### GIVEN REQUEST
Repeat the records below exactly as they appear.

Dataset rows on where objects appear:

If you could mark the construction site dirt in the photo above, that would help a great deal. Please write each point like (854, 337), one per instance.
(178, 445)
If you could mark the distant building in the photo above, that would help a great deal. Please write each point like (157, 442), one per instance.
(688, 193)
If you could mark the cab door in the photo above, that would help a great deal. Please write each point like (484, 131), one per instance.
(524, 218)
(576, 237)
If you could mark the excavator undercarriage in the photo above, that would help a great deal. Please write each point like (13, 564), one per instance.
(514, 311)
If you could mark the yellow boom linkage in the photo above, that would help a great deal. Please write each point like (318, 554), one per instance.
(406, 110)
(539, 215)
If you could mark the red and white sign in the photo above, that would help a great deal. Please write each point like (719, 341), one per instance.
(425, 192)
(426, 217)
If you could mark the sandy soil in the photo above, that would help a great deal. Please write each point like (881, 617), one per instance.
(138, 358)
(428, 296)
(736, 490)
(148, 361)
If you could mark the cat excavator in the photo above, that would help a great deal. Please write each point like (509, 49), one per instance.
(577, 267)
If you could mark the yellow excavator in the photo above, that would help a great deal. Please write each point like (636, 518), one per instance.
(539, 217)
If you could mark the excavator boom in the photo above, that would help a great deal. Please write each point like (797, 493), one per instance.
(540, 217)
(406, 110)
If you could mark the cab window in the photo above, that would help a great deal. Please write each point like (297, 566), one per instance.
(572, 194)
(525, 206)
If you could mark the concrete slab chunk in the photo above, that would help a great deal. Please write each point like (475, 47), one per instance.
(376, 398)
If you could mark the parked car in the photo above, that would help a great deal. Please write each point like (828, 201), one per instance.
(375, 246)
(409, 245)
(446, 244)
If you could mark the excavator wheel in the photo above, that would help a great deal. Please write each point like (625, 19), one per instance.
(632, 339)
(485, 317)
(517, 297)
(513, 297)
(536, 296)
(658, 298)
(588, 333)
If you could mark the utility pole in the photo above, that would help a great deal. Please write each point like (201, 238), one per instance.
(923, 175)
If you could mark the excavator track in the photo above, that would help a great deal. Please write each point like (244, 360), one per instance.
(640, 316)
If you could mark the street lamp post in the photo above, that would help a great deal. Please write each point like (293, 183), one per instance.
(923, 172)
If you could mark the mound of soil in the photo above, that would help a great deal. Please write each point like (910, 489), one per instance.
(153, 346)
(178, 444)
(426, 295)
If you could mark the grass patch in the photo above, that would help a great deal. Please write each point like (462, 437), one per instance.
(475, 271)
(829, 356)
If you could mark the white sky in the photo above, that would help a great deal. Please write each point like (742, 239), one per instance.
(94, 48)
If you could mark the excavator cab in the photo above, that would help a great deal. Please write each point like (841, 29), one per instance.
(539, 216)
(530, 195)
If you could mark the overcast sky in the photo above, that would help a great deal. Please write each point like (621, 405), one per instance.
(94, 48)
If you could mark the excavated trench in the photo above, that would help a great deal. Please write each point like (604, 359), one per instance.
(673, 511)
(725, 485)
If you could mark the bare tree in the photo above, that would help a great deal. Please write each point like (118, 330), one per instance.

### RESPONSE TO THE EXERCISE
If you could mark the construction site dirt in the photo above, that would help a great deal. Please write each point like (854, 337), one per instance.
(178, 445)
If you could mark the distant building in the photo above, that would help a great deal. Please write each point like (157, 442), one per instance.
(688, 193)
If you could mark the cab door in the photo above, that would help a great deal. Please write each point like (484, 131), one per instance.
(524, 218)
(576, 237)
If you could mark the excavator undercarriage in the photo above, that would help a great deal. Please write each point like (13, 564), one per instance.
(514, 311)
If you could mark the yellow boom linkage in the photo above, that would help a great deal. Please write each point like (318, 554), one per instance.
(406, 110)
(539, 215)
If you could mark the red and white sign in the photo above, that would help a great deal. Please write each point like (719, 341), one per instance.
(425, 192)
(426, 217)
If you could mark the sandy soil in the photo above, that would help a great deal. Please write each point like (881, 617), one per instance.
(138, 358)
(428, 296)
(736, 490)
(148, 361)
If you could mark the cat excavator in the photo above, that would help a great deal. Please write each point like (509, 49), one per instance.
(577, 267)
If you could mark the yellow excavator in the photo above, that would help a great deal. Please write each point like (636, 518), one per instance.
(539, 217)
If you could mark the excavator boom in the photo above, that would help a great deal. Please write each point like (797, 493), one per instance.
(540, 217)
(406, 110)
If you could mark the cab window in the photo above, that would help a great deal. Please write each point like (297, 566), one per instance.
(572, 194)
(525, 206)
If you could mark the concrete slab chunk in the photo above, that would help a great deal. Please write each point like (475, 47), one per instance.
(376, 398)
If you could mark the parked car in the photo above, that would help a great deal. Please write each point like (828, 201), one per instance.
(375, 246)
(409, 245)
(446, 244)
If you could mark the excavator wheel in the photo above, that would help a great deal. Please write each point like (625, 19), one per instance.
(632, 339)
(485, 317)
(517, 297)
(513, 297)
(536, 296)
(658, 298)
(588, 333)
If you could mark the utility pole in the photo above, that would help a great deal. Please write each point like (201, 238), one per instance.
(923, 175)
If you could mark the excavator track in the photo above, that would help a great deal. Please write each point like (244, 360), one per instance.
(640, 316)
If you could mark the street lamp post in the photo above, that would help a great deal. Please write each point like (293, 183), one per instance.
(923, 172)
If you could mark the mound of soil in the photo above, that would help a great deal. Please write each point like (910, 489), one per instance.
(153, 346)
(178, 444)
(426, 295)
If you could mark the grass patch in the photo above, that would help a great deal. Please write each point like (462, 437), one per instance.
(475, 271)
(829, 356)
If you could mark the white sky in the photo above, that would help a great deal. Please write each point like (742, 239), one per instance.
(94, 48)
If you could mark the excavator cab in the photo above, that would help a great deal. Please write each point like (841, 29), one per instance.
(539, 216)
(530, 195)
If you could mark the overcast sky in the photo above, that would help a great deal. Please write each point like (621, 405), one per instance.
(94, 48)
If you could mark the excavated trench in the photo above, that would help a great deal. Please write each point like (604, 359), one per instance.
(673, 511)
(725, 485)
If you could mark the bare tree in the photo above, that would help a great deal. Please write each point like (118, 330), one per instance.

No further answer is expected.